### Brief
What you return must be the complete listing, unchanged.

----- Material supplied

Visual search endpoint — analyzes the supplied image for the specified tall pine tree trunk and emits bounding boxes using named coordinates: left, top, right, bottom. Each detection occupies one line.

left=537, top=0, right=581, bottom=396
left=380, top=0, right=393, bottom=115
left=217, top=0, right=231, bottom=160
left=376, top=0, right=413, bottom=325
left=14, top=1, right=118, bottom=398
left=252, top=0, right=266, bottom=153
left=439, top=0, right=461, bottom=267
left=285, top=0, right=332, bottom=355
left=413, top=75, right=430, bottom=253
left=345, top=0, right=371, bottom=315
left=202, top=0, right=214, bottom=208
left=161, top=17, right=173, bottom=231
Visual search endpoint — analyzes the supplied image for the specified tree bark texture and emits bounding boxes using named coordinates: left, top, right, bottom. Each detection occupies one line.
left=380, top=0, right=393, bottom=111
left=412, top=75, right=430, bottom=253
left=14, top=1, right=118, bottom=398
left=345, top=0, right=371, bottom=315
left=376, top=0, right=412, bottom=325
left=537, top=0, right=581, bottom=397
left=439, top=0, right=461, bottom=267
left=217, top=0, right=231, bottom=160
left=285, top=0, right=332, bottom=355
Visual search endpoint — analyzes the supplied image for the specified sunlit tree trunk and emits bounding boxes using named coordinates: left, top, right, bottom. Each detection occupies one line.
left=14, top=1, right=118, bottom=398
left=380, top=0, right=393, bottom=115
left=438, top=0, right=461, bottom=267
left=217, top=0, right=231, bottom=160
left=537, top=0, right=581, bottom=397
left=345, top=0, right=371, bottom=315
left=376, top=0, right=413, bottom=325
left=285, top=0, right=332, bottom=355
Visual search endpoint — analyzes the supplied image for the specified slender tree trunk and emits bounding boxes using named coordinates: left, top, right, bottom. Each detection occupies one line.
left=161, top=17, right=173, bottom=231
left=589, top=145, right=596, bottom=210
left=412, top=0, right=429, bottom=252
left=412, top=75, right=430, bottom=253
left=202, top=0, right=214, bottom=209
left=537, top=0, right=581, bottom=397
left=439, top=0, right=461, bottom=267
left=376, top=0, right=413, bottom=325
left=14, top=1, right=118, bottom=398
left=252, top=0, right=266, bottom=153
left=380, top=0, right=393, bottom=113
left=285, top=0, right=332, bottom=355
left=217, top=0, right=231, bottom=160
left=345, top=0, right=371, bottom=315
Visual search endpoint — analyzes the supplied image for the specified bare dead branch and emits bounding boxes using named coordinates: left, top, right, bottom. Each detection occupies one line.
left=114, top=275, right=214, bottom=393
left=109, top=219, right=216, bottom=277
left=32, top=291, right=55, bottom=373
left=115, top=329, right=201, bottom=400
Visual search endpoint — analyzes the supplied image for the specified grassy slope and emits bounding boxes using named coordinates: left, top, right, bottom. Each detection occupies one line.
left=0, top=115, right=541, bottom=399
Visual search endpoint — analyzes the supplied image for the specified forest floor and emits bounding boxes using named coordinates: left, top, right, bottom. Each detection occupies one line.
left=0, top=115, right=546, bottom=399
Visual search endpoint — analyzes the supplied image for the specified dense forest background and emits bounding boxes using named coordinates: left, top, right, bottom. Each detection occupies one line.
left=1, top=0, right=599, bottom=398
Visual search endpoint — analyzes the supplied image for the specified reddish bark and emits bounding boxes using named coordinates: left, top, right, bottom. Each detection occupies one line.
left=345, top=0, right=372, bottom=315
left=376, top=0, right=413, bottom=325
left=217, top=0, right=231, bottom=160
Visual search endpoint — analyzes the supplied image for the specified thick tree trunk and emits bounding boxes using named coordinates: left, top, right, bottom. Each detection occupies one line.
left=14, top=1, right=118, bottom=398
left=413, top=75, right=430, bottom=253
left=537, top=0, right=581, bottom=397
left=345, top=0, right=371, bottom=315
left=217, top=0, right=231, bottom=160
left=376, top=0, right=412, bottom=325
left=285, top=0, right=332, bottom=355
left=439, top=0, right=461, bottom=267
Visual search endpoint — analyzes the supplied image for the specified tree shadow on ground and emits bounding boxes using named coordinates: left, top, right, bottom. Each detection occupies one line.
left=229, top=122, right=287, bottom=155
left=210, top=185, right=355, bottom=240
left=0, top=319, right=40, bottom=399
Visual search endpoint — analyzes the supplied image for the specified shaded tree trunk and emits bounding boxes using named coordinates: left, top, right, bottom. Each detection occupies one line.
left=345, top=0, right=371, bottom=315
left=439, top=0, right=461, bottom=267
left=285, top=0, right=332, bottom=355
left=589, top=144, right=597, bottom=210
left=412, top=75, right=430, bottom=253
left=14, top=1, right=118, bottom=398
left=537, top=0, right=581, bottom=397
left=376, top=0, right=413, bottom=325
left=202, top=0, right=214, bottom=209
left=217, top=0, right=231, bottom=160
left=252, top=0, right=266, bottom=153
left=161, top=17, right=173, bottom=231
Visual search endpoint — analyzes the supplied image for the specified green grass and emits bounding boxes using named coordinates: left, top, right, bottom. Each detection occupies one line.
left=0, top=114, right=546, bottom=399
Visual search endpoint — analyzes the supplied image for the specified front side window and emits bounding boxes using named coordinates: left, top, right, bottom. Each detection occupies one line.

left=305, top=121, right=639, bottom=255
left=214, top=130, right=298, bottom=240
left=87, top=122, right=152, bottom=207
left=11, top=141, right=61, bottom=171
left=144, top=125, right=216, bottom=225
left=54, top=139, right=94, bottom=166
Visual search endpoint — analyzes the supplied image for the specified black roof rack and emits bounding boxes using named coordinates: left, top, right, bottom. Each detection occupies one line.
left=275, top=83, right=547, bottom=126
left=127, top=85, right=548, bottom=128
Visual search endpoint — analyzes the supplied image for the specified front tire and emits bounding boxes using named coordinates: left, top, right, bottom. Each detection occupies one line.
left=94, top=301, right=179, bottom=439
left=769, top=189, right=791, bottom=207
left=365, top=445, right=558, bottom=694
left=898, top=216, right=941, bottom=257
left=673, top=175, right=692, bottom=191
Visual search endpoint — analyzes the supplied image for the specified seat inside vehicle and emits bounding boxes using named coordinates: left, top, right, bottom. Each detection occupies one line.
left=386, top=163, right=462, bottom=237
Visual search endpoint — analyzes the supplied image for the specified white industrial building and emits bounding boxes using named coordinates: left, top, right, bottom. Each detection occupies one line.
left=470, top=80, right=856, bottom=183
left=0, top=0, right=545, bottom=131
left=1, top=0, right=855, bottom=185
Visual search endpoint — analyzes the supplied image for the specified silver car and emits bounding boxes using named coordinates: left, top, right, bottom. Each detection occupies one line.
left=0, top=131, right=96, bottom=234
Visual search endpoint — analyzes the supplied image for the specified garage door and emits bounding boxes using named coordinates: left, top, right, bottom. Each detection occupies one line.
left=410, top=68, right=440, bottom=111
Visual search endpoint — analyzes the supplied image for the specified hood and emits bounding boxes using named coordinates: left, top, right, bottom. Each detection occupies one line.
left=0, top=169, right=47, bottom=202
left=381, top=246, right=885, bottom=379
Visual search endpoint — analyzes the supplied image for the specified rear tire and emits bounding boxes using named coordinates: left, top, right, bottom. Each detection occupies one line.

----------

### Task output
Visual search endpoint — analyzes the supplied image for the specified tall pine tree trunk and emits bounding boxes using named coordinates: left, top, right, bottom. Each detection occupies one line.

left=537, top=0, right=581, bottom=396
left=380, top=0, right=393, bottom=115
left=217, top=0, right=231, bottom=160
left=376, top=0, right=413, bottom=325
left=14, top=1, right=118, bottom=398
left=252, top=0, right=266, bottom=153
left=439, top=0, right=461, bottom=267
left=285, top=0, right=332, bottom=355
left=413, top=75, right=430, bottom=253
left=345, top=0, right=371, bottom=315
left=202, top=0, right=214, bottom=208
left=161, top=17, right=173, bottom=231
Visual search endpoint — analyzes the supplied image for the specified tree bark texture and emits bounding boxes using named coordinates: left, top, right, bottom. Each detection occupies one line.
left=380, top=0, right=393, bottom=111
left=412, top=75, right=430, bottom=253
left=14, top=1, right=118, bottom=398
left=345, top=0, right=371, bottom=315
left=376, top=0, right=412, bottom=325
left=537, top=0, right=581, bottom=397
left=439, top=0, right=461, bottom=267
left=217, top=0, right=231, bottom=160
left=285, top=0, right=332, bottom=355
Visual search endpoint — analyzes the supplied image for the specified sunlit tree trunk and emits bounding boxes using named coordinates: left, top, right, bottom. Each detection occupies one line.
left=14, top=1, right=118, bottom=398
left=380, top=0, right=393, bottom=115
left=438, top=0, right=461, bottom=267
left=217, top=0, right=231, bottom=160
left=537, top=0, right=581, bottom=397
left=345, top=0, right=371, bottom=315
left=376, top=0, right=413, bottom=325
left=285, top=0, right=332, bottom=355
Visual search endpoint — analyzes the supplied image for the specified slender tree trunk and emits bounding boxes using named coordinates: left, top, right, bottom. Each detection occupies one line.
left=161, top=17, right=173, bottom=231
left=589, top=145, right=596, bottom=210
left=412, top=0, right=429, bottom=252
left=412, top=75, right=430, bottom=253
left=202, top=0, right=214, bottom=209
left=537, top=0, right=581, bottom=397
left=439, top=0, right=461, bottom=267
left=376, top=0, right=413, bottom=325
left=14, top=1, right=118, bottom=398
left=252, top=0, right=266, bottom=153
left=380, top=0, right=393, bottom=113
left=285, top=0, right=332, bottom=355
left=217, top=0, right=231, bottom=160
left=345, top=0, right=371, bottom=315
Visual search endpoint — analyzes the supplied image for the specified bare dead branch and emits bounding boxes using named coordinates: left, top, right, bottom. Each detection occupies one line.
left=114, top=275, right=214, bottom=393
left=109, top=219, right=216, bottom=277
left=32, top=291, right=55, bottom=373
left=115, top=329, right=201, bottom=400
Visual search endpoint — analyzes the supplied image for the specified grassy slope and emits bounding boxes using named coordinates: left, top, right, bottom. Each detection occupies one line.
left=0, top=115, right=541, bottom=399
Visual search endpoint — analyzes the supplied image for the specified forest floor and emits bounding boxes using named coordinates: left, top, right, bottom. Each detection occupies one line.
left=0, top=115, right=546, bottom=399
Visual search endpoint — analyzes the supplied image for the specified dense forest background and emits bounding boxes using named coordinates: left, top, right, bottom. Each detection occupies one line.
left=1, top=0, right=599, bottom=398
Visual search endpoint — analyzes the supplied image for the specified reddish bark and emits bounding boxes using named coordinates: left, top, right, bottom. Each detection occupies one line.
left=345, top=0, right=372, bottom=315
left=376, top=0, right=413, bottom=325
left=217, top=0, right=231, bottom=160
Visual search endpoint — analyzes the supplied image for the specified thick tree trunk and emits bounding boxes using named coordinates: left, top, right, bottom. Each detection occupies one line.
left=14, top=1, right=118, bottom=398
left=413, top=75, right=430, bottom=253
left=537, top=0, right=581, bottom=397
left=345, top=0, right=371, bottom=315
left=217, top=0, right=231, bottom=160
left=376, top=0, right=412, bottom=325
left=285, top=0, right=332, bottom=355
left=439, top=0, right=461, bottom=267
Visual search endpoint — analyzes the supplied image for the specified tree shadow on ground and emits bounding boxes using named coordinates: left, top, right, bottom. Each detection occupies one line.
left=229, top=122, right=287, bottom=155
left=210, top=185, right=355, bottom=240
left=0, top=319, right=40, bottom=399
Visual search endpoint — analyzes the supplied image for the specified shaded tree trunk and emits bounding boxes using named coordinates: left, top, right, bottom. Each detection occupies one line.
left=345, top=0, right=371, bottom=315
left=439, top=0, right=461, bottom=267
left=285, top=0, right=332, bottom=355
left=589, top=144, right=597, bottom=210
left=412, top=75, right=430, bottom=253
left=14, top=1, right=118, bottom=398
left=537, top=0, right=581, bottom=397
left=376, top=0, right=413, bottom=325
left=202, top=0, right=214, bottom=209
left=217, top=0, right=231, bottom=160
left=252, top=0, right=266, bottom=153
left=161, top=17, right=173, bottom=231
Visual search endpoint — analyzes the supplied image for the specified green grass and emits bounding boxes using named coordinates: left, top, right, bottom. Each detection occupies one line.
left=0, top=114, right=546, bottom=399
Visual search endpoint — analyzes the supplied image for the specified front side window and emits bounding boxes using named coordinates: left, top, right, bottom. Each detection occupies one line.

left=305, top=121, right=639, bottom=255
left=214, top=130, right=298, bottom=240
left=87, top=122, right=152, bottom=207
left=11, top=141, right=61, bottom=171
left=144, top=125, right=216, bottom=225
left=54, top=139, right=94, bottom=166
Visual search endpoint — analyzes the supplied image for the specified black roof rack and emits bounding boxes using named coordinates: left, top, right, bottom. Each detection occupies one line.
left=275, top=83, right=547, bottom=126
left=127, top=85, right=548, bottom=128
Visual search endpoint — analyzes the supplied image for the specified front tire and emits bounding boxes using named coordinates: left, top, right, bottom. Each detection occupies one line.
left=94, top=301, right=179, bottom=439
left=769, top=189, right=791, bottom=207
left=365, top=445, right=558, bottom=694
left=898, top=216, right=941, bottom=257
left=673, top=175, right=692, bottom=191
Visual search endpoint — analyzes the supplied image for the specified seat inside vehicle and emits bounding boxes using named coordinates: left, top, right, bottom. Each detection occupies one line.
left=386, top=163, right=462, bottom=237
Visual search endpoint — analyzes the supplied image for the specified white industrial building and emits bounding boxes using named coordinates: left, top, right, bottom. Each detection occupies one line.
left=470, top=80, right=856, bottom=183
left=0, top=0, right=545, bottom=131
left=1, top=0, right=855, bottom=185
Visual search endpoint — analyzes the supplied image for the specified silver car and emits bounding boxes using named coordinates: left, top, right, bottom. Each detection occupies one line.
left=0, top=131, right=96, bottom=234
Visual search endpoint — analyzes the supplied image for the specified garage door and emits bounding boxes using named coordinates: left, top, right, bottom. Each detection occupies one line.
left=410, top=68, right=440, bottom=111
Visual search endpoint — analyzes the supplied image for the specified hood and emits bounding boxes using named coordinates: left, top, right, bottom. Each detection occupies one line.
left=0, top=169, right=47, bottom=202
left=381, top=246, right=885, bottom=379
Visual search endpoint — analyzes the supplied image for the specified rear tire and emits bounding boxes using named coordinates: left, top, right, bottom. Each detection occupies one line.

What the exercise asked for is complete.